• [ЦЕЛЬ ЗАДАНИЯ]: Пожалуйста, соберите из перечня ниже все строки, в которых встречается слово «water». Регистр букв учитывается.

Фрагменты данных о размеченных областях
□ □ □
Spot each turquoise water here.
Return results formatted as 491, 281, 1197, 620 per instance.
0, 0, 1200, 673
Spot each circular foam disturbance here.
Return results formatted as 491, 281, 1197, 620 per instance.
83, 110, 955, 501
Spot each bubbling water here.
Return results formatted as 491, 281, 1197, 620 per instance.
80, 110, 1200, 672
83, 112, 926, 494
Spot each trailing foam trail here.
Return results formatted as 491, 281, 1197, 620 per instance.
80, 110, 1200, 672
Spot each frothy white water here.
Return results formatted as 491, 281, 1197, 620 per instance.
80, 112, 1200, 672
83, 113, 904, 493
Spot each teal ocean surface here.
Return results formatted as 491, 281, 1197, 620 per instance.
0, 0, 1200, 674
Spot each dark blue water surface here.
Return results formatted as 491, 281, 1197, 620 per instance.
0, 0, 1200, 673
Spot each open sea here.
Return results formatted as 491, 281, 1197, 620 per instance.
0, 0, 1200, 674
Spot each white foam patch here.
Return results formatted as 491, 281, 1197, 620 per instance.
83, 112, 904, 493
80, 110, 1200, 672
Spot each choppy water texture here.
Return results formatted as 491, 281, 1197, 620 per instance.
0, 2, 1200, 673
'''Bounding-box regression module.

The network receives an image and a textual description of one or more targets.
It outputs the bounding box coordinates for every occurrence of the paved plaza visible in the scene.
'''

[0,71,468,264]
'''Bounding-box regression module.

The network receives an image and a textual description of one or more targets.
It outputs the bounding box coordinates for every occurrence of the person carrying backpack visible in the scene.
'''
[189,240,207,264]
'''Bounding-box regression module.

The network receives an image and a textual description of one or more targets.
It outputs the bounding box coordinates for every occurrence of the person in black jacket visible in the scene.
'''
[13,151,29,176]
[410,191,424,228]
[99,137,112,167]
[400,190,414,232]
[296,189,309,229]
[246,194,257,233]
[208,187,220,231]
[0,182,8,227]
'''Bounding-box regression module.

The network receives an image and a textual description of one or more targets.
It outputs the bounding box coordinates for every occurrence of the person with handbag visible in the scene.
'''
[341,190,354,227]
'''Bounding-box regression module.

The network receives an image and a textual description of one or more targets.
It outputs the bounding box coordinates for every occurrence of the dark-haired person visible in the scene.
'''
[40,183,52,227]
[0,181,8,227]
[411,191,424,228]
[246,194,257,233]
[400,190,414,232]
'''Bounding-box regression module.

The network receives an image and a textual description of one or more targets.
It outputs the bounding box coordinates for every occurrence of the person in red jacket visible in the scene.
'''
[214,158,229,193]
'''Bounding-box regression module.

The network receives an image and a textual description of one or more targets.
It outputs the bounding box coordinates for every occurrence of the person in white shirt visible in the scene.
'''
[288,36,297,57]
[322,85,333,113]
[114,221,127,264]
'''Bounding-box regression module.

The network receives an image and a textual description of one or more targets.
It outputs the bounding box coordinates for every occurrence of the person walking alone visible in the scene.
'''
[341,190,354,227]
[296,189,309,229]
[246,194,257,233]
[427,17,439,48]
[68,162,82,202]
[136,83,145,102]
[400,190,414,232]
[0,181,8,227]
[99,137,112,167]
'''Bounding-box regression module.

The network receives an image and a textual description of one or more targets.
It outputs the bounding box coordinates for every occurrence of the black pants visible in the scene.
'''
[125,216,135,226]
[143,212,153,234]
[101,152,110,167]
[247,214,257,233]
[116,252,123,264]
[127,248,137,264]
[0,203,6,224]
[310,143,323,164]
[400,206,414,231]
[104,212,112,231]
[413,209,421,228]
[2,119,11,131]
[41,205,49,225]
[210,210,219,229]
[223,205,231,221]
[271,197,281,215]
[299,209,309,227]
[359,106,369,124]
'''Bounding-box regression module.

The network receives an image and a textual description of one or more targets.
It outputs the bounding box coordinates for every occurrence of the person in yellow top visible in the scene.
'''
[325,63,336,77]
□ □ □
• [ПОЛНЫЙ ОТВЕТ]:
Spot each turquoise water here.
Spot each bubbling water here.
Spot each frothy white water here.
Spot each dark blue water surface here.
Spot each choppy water texture here.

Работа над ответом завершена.